* [To do] Your answer should be every line of the records that contains the word "stadium".

##### Information provided #####

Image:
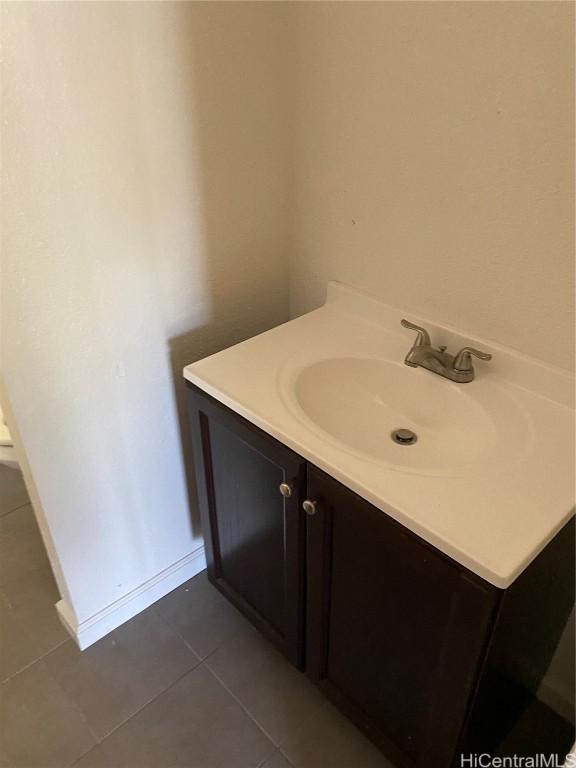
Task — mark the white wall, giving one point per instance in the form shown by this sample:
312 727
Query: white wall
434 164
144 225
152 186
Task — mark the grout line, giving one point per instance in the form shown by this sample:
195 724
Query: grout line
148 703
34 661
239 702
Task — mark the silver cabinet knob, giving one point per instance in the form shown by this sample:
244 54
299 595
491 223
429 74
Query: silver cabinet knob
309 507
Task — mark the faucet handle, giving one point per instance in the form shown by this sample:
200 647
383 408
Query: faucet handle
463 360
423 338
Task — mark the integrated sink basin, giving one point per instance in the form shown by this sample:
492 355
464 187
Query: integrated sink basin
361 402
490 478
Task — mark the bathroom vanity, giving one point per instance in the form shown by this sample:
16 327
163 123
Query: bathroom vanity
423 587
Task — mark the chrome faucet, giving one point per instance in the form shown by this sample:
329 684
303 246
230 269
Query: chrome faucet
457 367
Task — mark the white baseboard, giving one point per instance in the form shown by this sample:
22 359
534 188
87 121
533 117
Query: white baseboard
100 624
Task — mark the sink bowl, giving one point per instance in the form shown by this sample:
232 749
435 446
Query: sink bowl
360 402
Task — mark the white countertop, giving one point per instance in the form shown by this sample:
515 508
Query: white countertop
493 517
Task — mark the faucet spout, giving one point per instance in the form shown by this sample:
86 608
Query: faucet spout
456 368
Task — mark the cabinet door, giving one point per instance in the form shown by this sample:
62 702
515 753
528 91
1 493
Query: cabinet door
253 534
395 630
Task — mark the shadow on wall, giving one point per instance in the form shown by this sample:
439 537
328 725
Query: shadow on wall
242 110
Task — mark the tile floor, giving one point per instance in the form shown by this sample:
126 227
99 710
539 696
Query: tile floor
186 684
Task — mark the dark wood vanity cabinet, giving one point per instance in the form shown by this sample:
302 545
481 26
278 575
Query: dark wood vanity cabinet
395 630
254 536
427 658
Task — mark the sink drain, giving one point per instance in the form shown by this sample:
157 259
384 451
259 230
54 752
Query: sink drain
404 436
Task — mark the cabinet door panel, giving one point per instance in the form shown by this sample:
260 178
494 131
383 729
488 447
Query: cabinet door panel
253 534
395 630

#####
##### Information provided #####

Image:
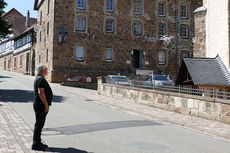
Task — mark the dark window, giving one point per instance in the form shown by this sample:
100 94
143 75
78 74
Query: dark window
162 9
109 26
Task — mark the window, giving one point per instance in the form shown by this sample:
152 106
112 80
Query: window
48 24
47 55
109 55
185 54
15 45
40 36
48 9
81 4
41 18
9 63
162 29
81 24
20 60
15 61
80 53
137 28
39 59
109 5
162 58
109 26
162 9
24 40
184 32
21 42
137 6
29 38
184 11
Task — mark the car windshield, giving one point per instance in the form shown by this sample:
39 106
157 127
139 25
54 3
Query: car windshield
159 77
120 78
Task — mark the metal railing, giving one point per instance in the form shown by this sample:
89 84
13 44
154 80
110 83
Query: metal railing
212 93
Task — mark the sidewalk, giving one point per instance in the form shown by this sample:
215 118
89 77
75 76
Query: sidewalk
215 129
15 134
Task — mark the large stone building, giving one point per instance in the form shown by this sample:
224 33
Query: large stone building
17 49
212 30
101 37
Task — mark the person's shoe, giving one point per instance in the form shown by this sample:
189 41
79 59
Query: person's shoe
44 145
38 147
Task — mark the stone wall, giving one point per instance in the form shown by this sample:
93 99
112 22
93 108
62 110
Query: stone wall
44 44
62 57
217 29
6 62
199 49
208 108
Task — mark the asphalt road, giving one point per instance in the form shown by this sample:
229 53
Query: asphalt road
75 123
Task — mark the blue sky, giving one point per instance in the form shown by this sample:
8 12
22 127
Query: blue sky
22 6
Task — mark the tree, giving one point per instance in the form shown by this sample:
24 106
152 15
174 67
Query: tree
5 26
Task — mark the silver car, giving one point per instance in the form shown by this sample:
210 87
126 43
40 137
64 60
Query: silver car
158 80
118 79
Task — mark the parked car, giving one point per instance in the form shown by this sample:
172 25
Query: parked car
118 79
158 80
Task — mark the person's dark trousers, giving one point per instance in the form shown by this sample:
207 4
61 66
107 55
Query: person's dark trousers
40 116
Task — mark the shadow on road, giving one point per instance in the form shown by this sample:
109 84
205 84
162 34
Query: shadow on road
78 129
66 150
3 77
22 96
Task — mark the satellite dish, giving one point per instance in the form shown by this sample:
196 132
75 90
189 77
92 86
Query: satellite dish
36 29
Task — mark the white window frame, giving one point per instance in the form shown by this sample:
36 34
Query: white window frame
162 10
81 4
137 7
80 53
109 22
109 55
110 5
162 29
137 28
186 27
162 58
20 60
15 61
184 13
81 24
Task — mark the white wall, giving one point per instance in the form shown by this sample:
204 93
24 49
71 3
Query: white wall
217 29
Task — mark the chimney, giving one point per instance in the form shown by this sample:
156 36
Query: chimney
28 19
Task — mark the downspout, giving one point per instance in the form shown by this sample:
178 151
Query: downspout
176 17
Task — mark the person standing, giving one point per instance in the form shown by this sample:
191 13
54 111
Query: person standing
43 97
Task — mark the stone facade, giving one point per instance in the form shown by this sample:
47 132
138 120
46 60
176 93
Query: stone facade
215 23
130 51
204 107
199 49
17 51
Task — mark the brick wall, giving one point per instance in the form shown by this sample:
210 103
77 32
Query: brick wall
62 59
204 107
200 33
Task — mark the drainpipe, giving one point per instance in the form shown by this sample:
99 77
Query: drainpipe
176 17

#####
##### Information provided #####

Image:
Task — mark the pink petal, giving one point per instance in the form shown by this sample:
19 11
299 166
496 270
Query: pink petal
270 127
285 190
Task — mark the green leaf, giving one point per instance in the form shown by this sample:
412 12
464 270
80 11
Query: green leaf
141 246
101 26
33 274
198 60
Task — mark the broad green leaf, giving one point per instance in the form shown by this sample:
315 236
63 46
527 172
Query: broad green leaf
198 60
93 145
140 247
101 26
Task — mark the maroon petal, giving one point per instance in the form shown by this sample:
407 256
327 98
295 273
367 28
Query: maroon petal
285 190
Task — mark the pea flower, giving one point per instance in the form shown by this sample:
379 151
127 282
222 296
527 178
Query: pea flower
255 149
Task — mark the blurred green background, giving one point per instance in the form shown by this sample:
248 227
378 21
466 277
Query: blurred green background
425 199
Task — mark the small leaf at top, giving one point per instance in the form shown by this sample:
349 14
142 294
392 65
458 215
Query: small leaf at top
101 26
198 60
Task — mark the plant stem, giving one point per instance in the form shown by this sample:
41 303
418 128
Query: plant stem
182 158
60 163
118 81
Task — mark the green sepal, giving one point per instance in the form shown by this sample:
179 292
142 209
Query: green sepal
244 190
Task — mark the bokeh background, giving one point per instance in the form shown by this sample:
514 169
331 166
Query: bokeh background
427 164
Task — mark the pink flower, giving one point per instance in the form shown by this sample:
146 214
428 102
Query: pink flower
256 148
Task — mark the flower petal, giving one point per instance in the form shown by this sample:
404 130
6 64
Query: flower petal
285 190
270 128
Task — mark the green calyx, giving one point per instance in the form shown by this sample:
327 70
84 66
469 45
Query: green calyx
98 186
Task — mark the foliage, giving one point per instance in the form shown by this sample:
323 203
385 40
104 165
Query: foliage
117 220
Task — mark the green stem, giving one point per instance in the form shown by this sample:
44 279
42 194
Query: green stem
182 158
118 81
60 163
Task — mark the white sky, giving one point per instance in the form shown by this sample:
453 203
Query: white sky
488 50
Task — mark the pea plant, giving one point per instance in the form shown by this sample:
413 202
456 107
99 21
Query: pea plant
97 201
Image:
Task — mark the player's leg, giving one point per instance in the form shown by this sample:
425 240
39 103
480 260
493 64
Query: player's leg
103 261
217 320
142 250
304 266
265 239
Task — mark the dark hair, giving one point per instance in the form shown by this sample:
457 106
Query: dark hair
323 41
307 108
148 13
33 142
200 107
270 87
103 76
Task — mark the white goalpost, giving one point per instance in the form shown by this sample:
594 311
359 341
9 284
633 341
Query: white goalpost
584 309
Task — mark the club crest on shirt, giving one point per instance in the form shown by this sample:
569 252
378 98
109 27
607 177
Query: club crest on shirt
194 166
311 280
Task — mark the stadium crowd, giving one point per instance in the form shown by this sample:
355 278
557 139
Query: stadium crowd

#####

* [Answer for the task]
Task — mark the stadium crowd, giving one point per instance in the form shown by this sample:
Query: stadium crowd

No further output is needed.